» WHAT YOU SHOULD DO:
Please reproduce, word for word, the lines from the first one through the line containing "[[[641,180],[692,180],[692,159],[646,159],[630,177]]]", including both.

» LISTED ENTRIES:
^^^^^^^^^^^^^^^^
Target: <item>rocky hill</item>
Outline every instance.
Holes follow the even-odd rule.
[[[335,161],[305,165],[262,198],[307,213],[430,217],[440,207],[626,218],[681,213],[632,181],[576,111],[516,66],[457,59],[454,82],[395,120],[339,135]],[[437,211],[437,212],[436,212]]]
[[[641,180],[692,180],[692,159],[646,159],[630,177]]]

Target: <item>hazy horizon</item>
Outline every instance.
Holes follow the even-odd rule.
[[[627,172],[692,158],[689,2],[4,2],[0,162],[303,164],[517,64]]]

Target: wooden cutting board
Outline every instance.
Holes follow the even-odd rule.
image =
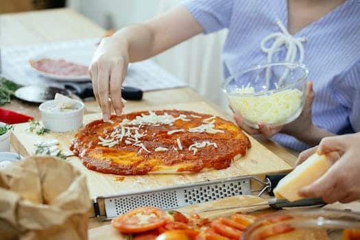
[[[258,204],[266,204],[267,201],[261,197],[252,195],[242,195],[237,197],[226,197],[221,200],[205,202],[196,205],[191,205],[184,208],[176,209],[176,211],[187,213],[198,213],[202,218],[208,218],[213,219],[218,217],[228,217],[231,214],[241,211],[243,213],[252,213],[254,211],[263,211],[268,208],[267,206],[256,206],[251,208],[234,208],[232,210],[220,211],[214,212],[202,213],[201,211],[206,209],[214,209],[219,208],[233,207],[235,206],[249,206]],[[107,240],[120,240],[124,239],[121,235],[115,230],[110,221],[108,224],[101,227],[91,228],[88,230],[88,239],[107,239]]]
[[[194,110],[202,113],[215,115],[226,118],[216,111],[204,101],[191,104],[174,104],[147,108],[146,110],[178,109]],[[144,108],[125,110],[125,112],[144,110]],[[84,124],[101,118],[100,114],[87,115],[84,117]],[[43,136],[38,136],[29,132],[29,123],[14,125],[11,143],[14,149],[21,154],[27,156],[35,151],[34,143],[39,139],[58,139],[60,148],[69,149],[70,143],[75,132],[50,132]],[[87,169],[78,158],[68,158],[70,163],[84,172],[87,176],[91,196],[95,198],[99,196],[114,195],[131,192],[154,190],[181,184],[197,182],[241,176],[263,176],[265,174],[289,171],[290,165],[276,155],[269,151],[253,138],[250,137],[252,147],[245,156],[234,163],[229,168],[223,170],[213,170],[195,174],[154,174],[147,176],[125,176],[121,180],[112,174],[104,174]]]

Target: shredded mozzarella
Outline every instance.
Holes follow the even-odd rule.
[[[204,123],[208,123],[210,122],[211,120],[213,120],[216,118],[216,116],[213,116],[213,117],[211,117],[208,119],[204,119],[202,121],[204,122]]]
[[[195,142],[189,146],[189,149],[193,151],[193,154],[195,154],[197,152],[198,148],[203,148],[205,147],[213,146],[215,148],[217,148],[217,144],[216,143],[211,143],[208,141],[204,141],[201,143]]]
[[[166,147],[156,147],[155,149],[155,152],[165,152],[165,151],[168,151],[169,149],[166,148]]]
[[[210,134],[224,133],[224,130],[214,128],[215,126],[214,123],[215,120],[213,120],[211,123],[204,123],[200,126],[189,128],[188,131],[190,132],[207,132]]]

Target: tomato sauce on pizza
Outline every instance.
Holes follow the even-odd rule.
[[[143,175],[225,169],[250,147],[248,136],[229,121],[169,110],[94,121],[75,134],[71,149],[89,169]]]

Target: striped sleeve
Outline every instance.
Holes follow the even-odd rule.
[[[210,34],[228,28],[235,0],[185,0],[182,2],[193,16]]]
[[[352,129],[360,132],[360,60],[337,79],[335,97],[348,110]]]

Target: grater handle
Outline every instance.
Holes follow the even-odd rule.
[[[278,185],[278,183],[287,174],[267,175],[265,176],[265,181],[269,183],[269,195],[274,196],[274,189]]]
[[[275,209],[292,208],[297,206],[309,206],[326,204],[321,198],[304,198],[298,201],[289,202],[287,200],[272,198],[269,200],[269,206]]]

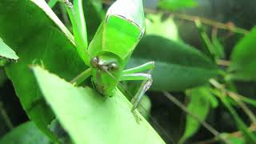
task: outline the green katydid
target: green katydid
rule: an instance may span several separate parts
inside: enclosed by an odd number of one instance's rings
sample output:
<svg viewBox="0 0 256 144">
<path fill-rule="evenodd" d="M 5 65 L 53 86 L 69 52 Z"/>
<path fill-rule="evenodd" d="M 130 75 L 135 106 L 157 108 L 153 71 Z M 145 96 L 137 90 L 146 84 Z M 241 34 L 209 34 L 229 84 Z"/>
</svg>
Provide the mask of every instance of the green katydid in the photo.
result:
<svg viewBox="0 0 256 144">
<path fill-rule="evenodd" d="M 71 82 L 79 85 L 92 76 L 92 82 L 96 90 L 102 95 L 112 96 L 121 81 L 143 81 L 132 100 L 132 110 L 135 110 L 142 96 L 152 83 L 150 72 L 154 65 L 154 62 L 150 62 L 124 70 L 144 33 L 142 0 L 117 0 L 107 10 L 105 20 L 88 49 L 82 0 L 74 0 L 74 6 L 67 0 L 65 2 L 73 25 L 78 54 L 90 66 Z M 145 70 L 149 73 L 142 73 Z"/>
</svg>

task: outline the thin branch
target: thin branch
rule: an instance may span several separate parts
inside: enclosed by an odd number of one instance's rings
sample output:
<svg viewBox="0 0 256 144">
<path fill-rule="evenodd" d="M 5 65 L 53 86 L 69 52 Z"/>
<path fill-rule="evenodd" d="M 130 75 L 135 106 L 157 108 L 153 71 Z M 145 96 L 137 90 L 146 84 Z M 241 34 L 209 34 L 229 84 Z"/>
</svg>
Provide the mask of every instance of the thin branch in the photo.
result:
<svg viewBox="0 0 256 144">
<path fill-rule="evenodd" d="M 234 23 L 228 22 L 228 23 L 222 23 L 217 21 L 214 21 L 211 19 L 198 17 L 198 16 L 194 16 L 194 15 L 188 15 L 185 14 L 178 14 L 178 13 L 170 13 L 174 18 L 183 19 L 190 22 L 195 22 L 197 20 L 199 20 L 202 22 L 202 23 L 204 23 L 205 25 L 211 26 L 214 27 L 218 27 L 218 29 L 223 29 L 230 31 L 233 31 L 234 33 L 242 34 L 246 34 L 248 33 L 247 30 L 237 27 Z"/>
<path fill-rule="evenodd" d="M 214 135 L 215 138 L 218 138 L 218 139 L 221 139 L 222 141 L 225 142 L 226 143 L 230 143 L 229 141 L 226 141 L 222 138 L 222 135 L 220 134 L 220 133 L 215 130 L 213 126 L 211 126 L 210 124 L 206 122 L 205 121 L 202 121 L 200 118 L 198 118 L 197 115 L 194 115 L 194 114 L 190 113 L 186 106 L 184 106 L 182 102 L 180 102 L 175 97 L 171 95 L 167 91 L 162 91 L 163 94 L 170 101 L 172 101 L 176 106 L 178 106 L 179 108 L 181 108 L 183 111 L 185 111 L 186 114 L 190 115 L 192 118 L 194 118 L 196 121 L 198 121 L 202 126 L 203 126 L 206 130 L 208 130 L 212 134 Z"/>
<path fill-rule="evenodd" d="M 256 125 L 255 124 L 251 125 L 248 128 L 248 131 L 255 132 L 256 131 Z M 230 137 L 235 137 L 235 138 L 242 138 L 243 137 L 243 134 L 241 131 L 235 131 L 235 132 L 226 134 L 227 134 L 227 136 L 223 138 L 225 140 L 228 140 L 229 138 L 230 138 Z M 218 141 L 218 138 L 214 137 L 211 139 L 194 142 L 194 144 L 210 144 L 210 143 L 216 143 L 217 141 Z"/>
<path fill-rule="evenodd" d="M 242 98 L 240 98 L 239 94 L 237 94 L 236 93 L 233 91 L 230 91 L 228 90 L 226 90 L 225 87 L 218 83 L 215 79 L 210 79 L 210 83 L 211 83 L 214 86 L 215 86 L 217 89 L 223 91 L 225 94 L 226 94 L 229 97 L 230 97 L 232 99 L 236 101 L 238 104 L 240 106 L 240 107 L 244 110 L 244 112 L 248 115 L 250 121 L 256 124 L 256 117 L 254 116 L 254 113 L 248 108 L 248 106 L 242 102 Z"/>
<path fill-rule="evenodd" d="M 201 123 L 206 129 L 207 129 L 211 134 L 213 134 L 215 137 L 218 137 L 219 133 L 210 125 L 206 123 L 205 121 L 202 121 L 198 116 L 194 115 L 194 114 L 190 113 L 182 102 L 180 102 L 175 97 L 172 96 L 170 93 L 167 91 L 163 91 L 163 94 L 170 99 L 171 102 L 173 102 L 176 106 L 178 106 L 179 108 L 181 108 L 183 111 L 187 113 L 189 115 L 193 117 L 195 120 L 197 120 L 199 123 Z"/>
</svg>

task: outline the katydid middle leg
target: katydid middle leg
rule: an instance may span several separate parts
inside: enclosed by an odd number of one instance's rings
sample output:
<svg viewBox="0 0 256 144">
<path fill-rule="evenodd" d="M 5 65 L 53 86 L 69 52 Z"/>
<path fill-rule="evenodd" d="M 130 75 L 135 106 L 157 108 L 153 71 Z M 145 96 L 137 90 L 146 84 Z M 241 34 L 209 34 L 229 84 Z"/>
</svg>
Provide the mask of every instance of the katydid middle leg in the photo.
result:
^^^^^^^^^^^^^^^^
» TASK RESPONSE:
Target: <item>rocky hill</item>
Outline every instance.
Holes follow the even-odd rule.
[[[335,161],[305,165],[262,198],[307,213],[430,217],[440,207],[626,218],[681,213],[632,181],[576,111],[516,66],[457,59],[454,82],[395,120],[339,135]],[[437,211],[437,212],[436,212]]]
[[[641,180],[692,180],[692,159],[646,159],[630,177]]]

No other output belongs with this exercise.